What to produce — Set down exactly the lines from the one containing "find the nose in the photo above" through the last line of the records below, both included, and nothing else.

============================================================

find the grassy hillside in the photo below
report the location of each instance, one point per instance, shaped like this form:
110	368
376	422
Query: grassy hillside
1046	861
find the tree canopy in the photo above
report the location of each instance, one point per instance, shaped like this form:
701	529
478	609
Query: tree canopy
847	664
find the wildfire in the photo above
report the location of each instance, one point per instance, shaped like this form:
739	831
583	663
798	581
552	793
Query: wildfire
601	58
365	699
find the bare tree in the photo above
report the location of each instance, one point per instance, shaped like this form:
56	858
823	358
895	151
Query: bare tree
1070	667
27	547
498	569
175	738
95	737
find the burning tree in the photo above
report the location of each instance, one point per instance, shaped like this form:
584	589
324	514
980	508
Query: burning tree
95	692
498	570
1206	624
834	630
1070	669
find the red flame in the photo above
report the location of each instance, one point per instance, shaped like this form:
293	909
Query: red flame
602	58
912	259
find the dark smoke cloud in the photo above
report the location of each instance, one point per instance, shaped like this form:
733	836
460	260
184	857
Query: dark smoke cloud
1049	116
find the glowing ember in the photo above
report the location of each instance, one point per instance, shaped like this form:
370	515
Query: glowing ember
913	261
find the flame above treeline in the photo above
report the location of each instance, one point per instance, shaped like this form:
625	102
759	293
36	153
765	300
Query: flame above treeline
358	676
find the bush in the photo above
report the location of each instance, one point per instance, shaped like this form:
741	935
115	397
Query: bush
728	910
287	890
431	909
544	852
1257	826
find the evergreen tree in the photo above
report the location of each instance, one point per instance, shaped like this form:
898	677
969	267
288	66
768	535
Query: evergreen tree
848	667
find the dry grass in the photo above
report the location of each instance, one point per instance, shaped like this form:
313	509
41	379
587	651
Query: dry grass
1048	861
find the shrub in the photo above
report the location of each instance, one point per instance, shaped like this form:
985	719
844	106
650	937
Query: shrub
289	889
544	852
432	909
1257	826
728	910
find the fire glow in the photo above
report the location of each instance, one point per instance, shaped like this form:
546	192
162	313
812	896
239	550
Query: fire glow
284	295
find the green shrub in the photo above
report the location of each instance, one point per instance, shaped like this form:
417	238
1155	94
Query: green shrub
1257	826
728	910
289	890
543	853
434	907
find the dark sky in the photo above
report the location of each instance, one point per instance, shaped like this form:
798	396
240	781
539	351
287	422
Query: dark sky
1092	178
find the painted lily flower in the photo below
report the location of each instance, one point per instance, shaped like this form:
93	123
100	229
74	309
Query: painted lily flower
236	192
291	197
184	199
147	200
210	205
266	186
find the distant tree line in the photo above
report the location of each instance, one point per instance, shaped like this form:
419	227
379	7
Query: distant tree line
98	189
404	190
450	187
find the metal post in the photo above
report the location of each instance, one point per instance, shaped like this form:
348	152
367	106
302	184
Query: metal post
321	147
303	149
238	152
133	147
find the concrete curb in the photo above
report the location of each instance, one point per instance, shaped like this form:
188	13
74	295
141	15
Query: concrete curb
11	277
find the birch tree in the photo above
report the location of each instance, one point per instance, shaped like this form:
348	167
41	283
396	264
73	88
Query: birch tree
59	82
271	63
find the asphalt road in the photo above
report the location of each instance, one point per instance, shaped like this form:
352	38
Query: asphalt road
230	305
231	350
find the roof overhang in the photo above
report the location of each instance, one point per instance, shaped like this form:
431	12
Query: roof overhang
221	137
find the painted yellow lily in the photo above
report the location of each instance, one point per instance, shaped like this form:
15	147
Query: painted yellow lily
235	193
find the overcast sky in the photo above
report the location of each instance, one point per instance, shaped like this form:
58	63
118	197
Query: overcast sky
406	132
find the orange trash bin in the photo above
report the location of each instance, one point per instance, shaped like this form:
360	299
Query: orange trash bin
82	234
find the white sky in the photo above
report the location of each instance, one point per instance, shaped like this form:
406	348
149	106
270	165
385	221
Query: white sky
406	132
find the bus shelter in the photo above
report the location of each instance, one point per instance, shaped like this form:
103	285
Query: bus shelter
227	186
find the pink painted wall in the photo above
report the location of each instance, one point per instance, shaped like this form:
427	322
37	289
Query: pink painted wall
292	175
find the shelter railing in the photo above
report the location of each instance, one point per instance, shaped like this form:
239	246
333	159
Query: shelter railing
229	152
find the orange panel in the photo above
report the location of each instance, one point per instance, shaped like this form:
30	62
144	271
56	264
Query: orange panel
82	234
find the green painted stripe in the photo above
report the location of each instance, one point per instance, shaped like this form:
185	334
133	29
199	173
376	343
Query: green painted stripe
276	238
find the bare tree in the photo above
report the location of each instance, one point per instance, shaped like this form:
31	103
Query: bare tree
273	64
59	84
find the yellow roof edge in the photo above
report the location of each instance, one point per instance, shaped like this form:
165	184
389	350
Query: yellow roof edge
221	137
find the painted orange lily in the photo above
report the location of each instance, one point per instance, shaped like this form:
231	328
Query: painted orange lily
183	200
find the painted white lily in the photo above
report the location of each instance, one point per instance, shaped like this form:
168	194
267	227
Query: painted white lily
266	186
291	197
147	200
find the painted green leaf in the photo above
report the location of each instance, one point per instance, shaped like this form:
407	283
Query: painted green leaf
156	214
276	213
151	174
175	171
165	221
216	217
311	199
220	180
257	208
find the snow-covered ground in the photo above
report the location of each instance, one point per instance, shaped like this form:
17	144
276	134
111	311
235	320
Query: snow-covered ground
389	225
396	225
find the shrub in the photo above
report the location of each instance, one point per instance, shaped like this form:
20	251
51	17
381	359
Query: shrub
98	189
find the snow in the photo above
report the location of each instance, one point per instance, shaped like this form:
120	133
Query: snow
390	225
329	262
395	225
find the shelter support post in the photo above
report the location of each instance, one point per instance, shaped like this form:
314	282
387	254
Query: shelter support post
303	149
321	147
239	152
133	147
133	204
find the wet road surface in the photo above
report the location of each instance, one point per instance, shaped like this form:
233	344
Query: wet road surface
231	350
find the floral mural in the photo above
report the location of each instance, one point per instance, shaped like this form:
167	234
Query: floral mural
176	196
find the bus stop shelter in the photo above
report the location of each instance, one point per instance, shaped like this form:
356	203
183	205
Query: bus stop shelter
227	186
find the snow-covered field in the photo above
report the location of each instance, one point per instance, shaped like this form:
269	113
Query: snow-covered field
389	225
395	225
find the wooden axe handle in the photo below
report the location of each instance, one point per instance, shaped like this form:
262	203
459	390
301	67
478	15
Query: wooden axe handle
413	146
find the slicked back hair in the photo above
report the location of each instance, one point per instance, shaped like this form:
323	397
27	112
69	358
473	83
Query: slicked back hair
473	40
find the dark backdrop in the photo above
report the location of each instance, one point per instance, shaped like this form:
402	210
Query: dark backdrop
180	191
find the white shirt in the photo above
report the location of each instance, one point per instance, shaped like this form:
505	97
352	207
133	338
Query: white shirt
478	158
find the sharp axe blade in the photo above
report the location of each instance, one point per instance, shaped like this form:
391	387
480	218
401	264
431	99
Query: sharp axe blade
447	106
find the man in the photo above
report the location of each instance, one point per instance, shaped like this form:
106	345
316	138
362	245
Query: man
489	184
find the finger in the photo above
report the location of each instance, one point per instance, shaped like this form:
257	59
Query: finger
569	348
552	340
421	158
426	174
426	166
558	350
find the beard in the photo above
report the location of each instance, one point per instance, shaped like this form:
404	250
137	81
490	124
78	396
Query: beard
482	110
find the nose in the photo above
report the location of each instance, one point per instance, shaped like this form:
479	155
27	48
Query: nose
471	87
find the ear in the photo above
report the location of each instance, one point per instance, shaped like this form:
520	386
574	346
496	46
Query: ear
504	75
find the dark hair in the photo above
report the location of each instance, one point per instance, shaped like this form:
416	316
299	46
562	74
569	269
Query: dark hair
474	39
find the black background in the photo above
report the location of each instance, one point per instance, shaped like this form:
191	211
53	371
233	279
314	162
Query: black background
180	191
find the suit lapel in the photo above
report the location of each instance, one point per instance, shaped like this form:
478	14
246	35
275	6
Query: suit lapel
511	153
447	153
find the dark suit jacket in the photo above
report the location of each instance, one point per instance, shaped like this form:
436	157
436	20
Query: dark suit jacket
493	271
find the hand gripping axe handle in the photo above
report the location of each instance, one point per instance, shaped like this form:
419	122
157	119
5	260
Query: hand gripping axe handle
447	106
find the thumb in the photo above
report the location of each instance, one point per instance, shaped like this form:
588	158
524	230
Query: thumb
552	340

============================================================

Right answer —
find the nose in the photo above
report the location of each instance, one point per instance, shaped like this form:
479	155
27	48
Query: nose
471	87
find the ear in the photo above
report the location of each instance, one point per instance, shaped like this form:
520	386
574	346
496	46
Query: ear
504	75
find the dark hair in the photo above
report the location of each instance, one point per instance, shaped like this form:
416	316
299	46
562	74
569	269
Query: dark hair
474	39
find the black background in the photo above
report the location of each instance, one point per instance, shaped like this form:
191	211
53	371
233	279
314	162
Query: black background
180	191
find the suit lapel in the photo above
report the location of each instance, one point per instance, shaped like this form:
478	14
246	35
275	6
Query: suit lapel
511	153
447	153
find the dark suit jacket in the photo above
report the location of each instance, one point per instance, shaped like this form:
436	157
436	20
Query: dark suit jacket
493	271
find the hand gripping axe handle in the photo above
report the location of each instance, one point per instance, shaped like this form:
419	122
157	119
5	260
Query: hand gripping axe handle
447	106
find the thumb in the photo above
report the location of each instance, one point per instance, shaped like this form:
588	158
524	230
Query: thumb
552	340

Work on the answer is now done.